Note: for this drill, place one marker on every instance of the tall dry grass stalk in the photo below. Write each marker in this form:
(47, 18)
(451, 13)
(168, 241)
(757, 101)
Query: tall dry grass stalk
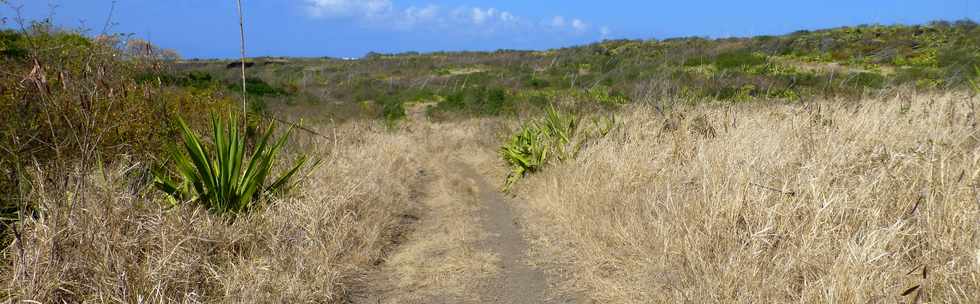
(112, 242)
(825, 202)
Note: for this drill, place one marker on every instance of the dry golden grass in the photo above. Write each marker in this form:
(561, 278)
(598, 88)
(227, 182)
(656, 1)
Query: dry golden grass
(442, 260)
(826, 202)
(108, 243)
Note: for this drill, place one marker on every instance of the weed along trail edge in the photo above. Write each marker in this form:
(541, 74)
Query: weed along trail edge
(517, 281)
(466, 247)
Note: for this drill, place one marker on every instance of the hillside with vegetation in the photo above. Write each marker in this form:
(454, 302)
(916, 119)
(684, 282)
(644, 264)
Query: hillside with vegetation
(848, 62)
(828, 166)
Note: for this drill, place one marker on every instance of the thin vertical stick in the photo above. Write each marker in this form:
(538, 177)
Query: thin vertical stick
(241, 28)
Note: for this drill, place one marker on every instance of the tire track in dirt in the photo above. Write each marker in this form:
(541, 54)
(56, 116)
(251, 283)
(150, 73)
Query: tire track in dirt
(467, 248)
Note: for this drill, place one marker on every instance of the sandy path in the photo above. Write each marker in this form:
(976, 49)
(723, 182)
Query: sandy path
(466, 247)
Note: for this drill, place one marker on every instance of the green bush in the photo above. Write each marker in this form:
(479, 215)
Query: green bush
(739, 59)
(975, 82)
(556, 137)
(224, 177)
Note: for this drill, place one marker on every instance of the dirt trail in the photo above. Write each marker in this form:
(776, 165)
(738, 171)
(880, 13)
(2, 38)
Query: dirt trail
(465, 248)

### Work item
Repeat the records in full, exactly as they appear, but with the pictures removed.

### Completed exercise
Note: for this drill, place one marker on every instance of the tall dry grass stalk in the photo below. Write each marker in this form:
(47, 18)
(451, 13)
(168, 241)
(757, 101)
Query: tall dry grass stalk
(112, 242)
(825, 202)
Note: for this drill, place one marker on every instance of the dry golden grass in the photo above. Write each marker in this form:
(561, 278)
(598, 88)
(227, 182)
(656, 1)
Query: dry golden grass
(442, 260)
(826, 202)
(108, 243)
Note: for this drill, place one marker on every instance of the weed along trail edge in the photo above. Write each marker in this form:
(541, 74)
Query: weed along trail edge
(517, 281)
(466, 247)
Note: for this drill, place one marker on every instance of the hillside with vegetation in the photo above. Write each marker in this form:
(454, 302)
(916, 119)
(684, 282)
(644, 264)
Query: hillside with vegetation
(848, 62)
(828, 166)
Note: for this drill, place one marker on every instance of the thin vertical stick in the photo above. Write each marker in this form:
(538, 177)
Query: thin vertical stick
(241, 28)
Note: for this drill, place one marker on every instance of the tire track in dirt in the photo above. Write each marker in this form:
(541, 54)
(56, 116)
(251, 283)
(150, 73)
Query: tire track in dirt
(467, 248)
Note: for this drill, place one marker on every instance of the sandy path in the photo above. Write each marker in this form:
(976, 49)
(723, 182)
Query: sandy path
(466, 247)
Note: for this drill, place one marker on every instance of the green bush in the photo above. Write each marker in this form:
(479, 215)
Query: green bush
(739, 59)
(975, 82)
(556, 137)
(224, 177)
Note: for this drill, place one marker on every instance of the dirt trail in the photo above. Write each marker in this form:
(776, 165)
(738, 171)
(880, 13)
(2, 38)
Query: dirt trail
(465, 248)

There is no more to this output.